## Kaynak Metin
+++++
Derken gelmişiz bile Gırnata'ya.
Alhamra
Alhamra
Sarayı'nı karşıdan görünce yüreğimiz cız etti. Müslümanların en son
terkettikleri bir şehir Gırnata. Geriye kalan sadece Alhamra Sarayı. Ne
var ne yoksa hepsini yakmış yıkmış kirli İsabella. Sierra Nevada
dağlarının eteğine yaslananıyor Gırnata. Başı dumanlı. Aslında eşini
bekleyen bir geline benzermiş Sierra Nevada. Bize duvağını açmadı bu
gelin, kırgınlığı her halinden belliydi. Sevgilisine kavuşamayışının
hasretiyle yanar tutuşurmuş yıllardır. Duvağını açmayışı bundanmış.
Yeni
Gırnata insanın içini karartıyor. Estetiği olmayan üstüste yığılmış
binalar. Yeni olmasına rağmen daracık sokaklar. Ana caddesi hoş bir
görünüme sahip. Elektrik direklerinin tepesinden, sarı ve mavi renklerde
çiçekler sarkmışlar aşağıya doğru. Direklerin içinden yukarıya çıkan
su hortumuyla sulanıyormuş bu çiçekler.
Albayzın
Albayzın
mahallesi. Gırnata'nın olduğu gibi bırakılmış, tahrip edilmemiş bir
mahallesi bu mahalle. Ortaçağ'dan kaldığı söylenen sokak taşları. Mozaik
gibi. Küçük küçük. Bu taşlarla değişik çiçek motifleri yapılmış o
daracık sokalara.
+++++
## Çıkarılan Veriler
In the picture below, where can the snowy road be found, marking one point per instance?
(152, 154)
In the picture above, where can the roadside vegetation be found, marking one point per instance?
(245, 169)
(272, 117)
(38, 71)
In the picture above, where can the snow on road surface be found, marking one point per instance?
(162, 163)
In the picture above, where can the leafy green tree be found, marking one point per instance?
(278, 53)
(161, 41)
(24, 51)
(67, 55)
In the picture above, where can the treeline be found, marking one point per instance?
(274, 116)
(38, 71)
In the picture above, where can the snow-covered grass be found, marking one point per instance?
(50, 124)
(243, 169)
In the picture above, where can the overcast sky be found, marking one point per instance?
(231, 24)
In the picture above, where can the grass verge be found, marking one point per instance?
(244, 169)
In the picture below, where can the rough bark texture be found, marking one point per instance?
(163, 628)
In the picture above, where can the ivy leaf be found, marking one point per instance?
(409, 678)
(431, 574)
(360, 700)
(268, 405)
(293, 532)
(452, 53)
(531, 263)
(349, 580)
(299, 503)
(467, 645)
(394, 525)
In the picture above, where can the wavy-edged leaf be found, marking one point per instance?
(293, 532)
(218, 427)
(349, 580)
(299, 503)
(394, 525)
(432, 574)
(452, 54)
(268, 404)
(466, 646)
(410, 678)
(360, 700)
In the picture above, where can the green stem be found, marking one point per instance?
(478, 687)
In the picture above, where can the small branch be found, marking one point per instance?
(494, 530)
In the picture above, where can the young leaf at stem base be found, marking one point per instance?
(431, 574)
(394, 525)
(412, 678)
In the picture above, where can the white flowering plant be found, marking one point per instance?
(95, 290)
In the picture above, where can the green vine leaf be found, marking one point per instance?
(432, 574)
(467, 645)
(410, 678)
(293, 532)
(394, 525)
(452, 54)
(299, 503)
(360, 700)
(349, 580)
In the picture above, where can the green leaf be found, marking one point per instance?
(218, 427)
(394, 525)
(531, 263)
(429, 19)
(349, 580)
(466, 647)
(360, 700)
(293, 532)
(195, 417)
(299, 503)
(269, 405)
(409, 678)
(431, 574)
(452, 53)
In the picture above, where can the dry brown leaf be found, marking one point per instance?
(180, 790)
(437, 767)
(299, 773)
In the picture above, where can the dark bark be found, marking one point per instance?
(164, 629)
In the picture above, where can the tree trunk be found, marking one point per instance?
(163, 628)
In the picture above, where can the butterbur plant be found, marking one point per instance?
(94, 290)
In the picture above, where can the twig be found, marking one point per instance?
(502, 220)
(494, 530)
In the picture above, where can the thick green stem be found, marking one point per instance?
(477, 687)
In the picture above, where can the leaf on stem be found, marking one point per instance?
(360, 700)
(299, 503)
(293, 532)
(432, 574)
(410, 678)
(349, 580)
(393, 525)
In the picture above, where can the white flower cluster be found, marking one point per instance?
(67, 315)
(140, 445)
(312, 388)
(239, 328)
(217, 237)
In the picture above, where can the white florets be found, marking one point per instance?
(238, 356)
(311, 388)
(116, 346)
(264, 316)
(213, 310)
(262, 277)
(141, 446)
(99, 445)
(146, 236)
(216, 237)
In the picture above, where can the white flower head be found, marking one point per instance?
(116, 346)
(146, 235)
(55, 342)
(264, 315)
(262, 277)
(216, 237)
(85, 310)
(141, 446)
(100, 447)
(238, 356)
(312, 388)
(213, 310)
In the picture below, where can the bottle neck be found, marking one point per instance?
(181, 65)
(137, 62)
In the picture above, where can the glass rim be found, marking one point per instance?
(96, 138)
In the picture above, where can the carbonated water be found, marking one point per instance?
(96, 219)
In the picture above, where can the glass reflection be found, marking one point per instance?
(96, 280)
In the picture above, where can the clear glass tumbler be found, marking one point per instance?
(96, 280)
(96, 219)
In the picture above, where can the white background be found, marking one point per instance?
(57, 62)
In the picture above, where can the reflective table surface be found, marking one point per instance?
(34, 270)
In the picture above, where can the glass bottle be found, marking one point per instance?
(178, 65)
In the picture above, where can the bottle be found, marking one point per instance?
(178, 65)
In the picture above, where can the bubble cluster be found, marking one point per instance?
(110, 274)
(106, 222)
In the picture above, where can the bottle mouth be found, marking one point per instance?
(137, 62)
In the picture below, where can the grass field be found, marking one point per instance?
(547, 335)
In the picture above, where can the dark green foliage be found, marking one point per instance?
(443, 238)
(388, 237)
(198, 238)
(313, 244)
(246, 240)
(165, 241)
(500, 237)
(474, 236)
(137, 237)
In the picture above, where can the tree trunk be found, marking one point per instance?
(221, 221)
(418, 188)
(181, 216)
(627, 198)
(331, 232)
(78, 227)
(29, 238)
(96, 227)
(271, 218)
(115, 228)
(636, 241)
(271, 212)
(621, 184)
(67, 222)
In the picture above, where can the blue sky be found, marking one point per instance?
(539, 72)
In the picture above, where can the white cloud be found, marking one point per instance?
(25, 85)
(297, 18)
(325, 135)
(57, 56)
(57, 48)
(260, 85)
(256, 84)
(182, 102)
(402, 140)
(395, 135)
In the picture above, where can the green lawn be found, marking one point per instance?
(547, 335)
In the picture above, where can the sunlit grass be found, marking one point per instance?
+++++
## İstenenler
1) Gırnata yazısına göre elektrik direklerinin tepesinden sarkan çiçekler nasıl sulanmaktadır?
2) Gırnata yazısında "Derken gelmişiz bile" sözcükleriyle başlayıp "Duvağını açmayışı bundanmış." sözcükleriyle biten bölümü harfi harfine aktarınız.

## Sonuçlar
1) Direklerin içinden yukarıya çıkan su hortumuyla sulanmaktadır.

2)
Derken gelmişiz bile Gırnata'ya.
Alhamra
Alhamra
Sarayı'nı karşıdan görünce yüreğimiz cız etti. Müslümanların en son
terkettikleri bir şehir Gırnata. Geriye kalan sadece Alhamra Sarayı. Ne
var ne yoksa hepsini yakmış yıkmış kirli İsabella. Sierra Nevada
dağlarının eteğine yaslananıyor Gırnata. Başı dumanlı. Aslında eşini
bekleyen bir geline benzermiş Sierra Nevada. Bize duvağını açmadı bu
gelin, kırgınlığı her halinden belliydi. Sevgilisine kavuşamayışının
hasretiyle yanar tutuşurmuş yıllardır. Duvağını açmayışı bundanmış.